> GIVEN INFORMATION:
══════════════════════════════
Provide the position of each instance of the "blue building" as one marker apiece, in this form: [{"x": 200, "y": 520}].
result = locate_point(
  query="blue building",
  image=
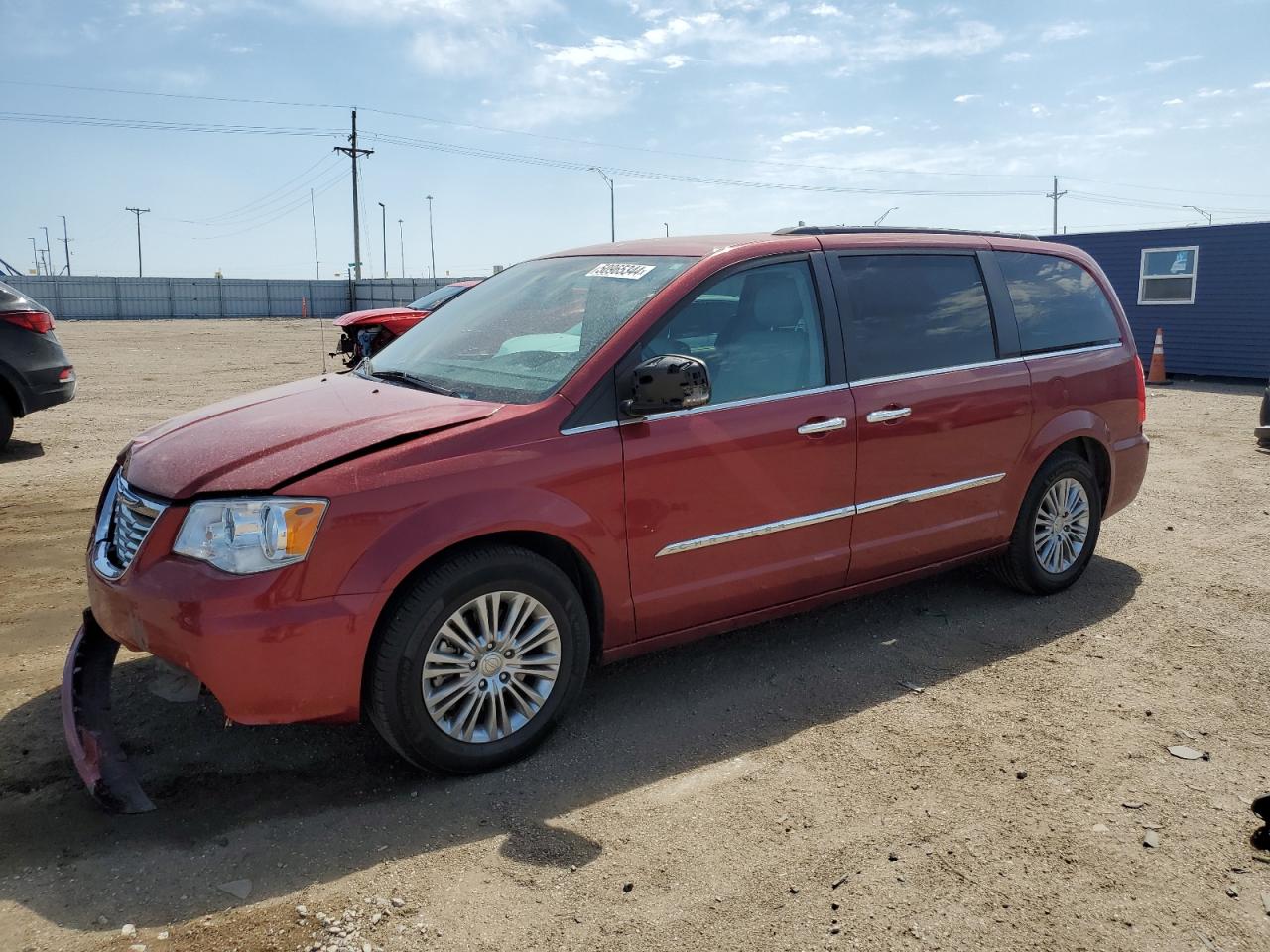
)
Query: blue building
══════════════════════════════
> AIM OF THE EXERCISE: Return the lines above verbatim, but omit the picture from your answer.

> RESPONSE BELOW:
Provide the position of each instance of the "blue building" as one marker apiece, in this form: [{"x": 200, "y": 520}].
result = locate_point(
  query="blue building",
  image=
)
Query: blue building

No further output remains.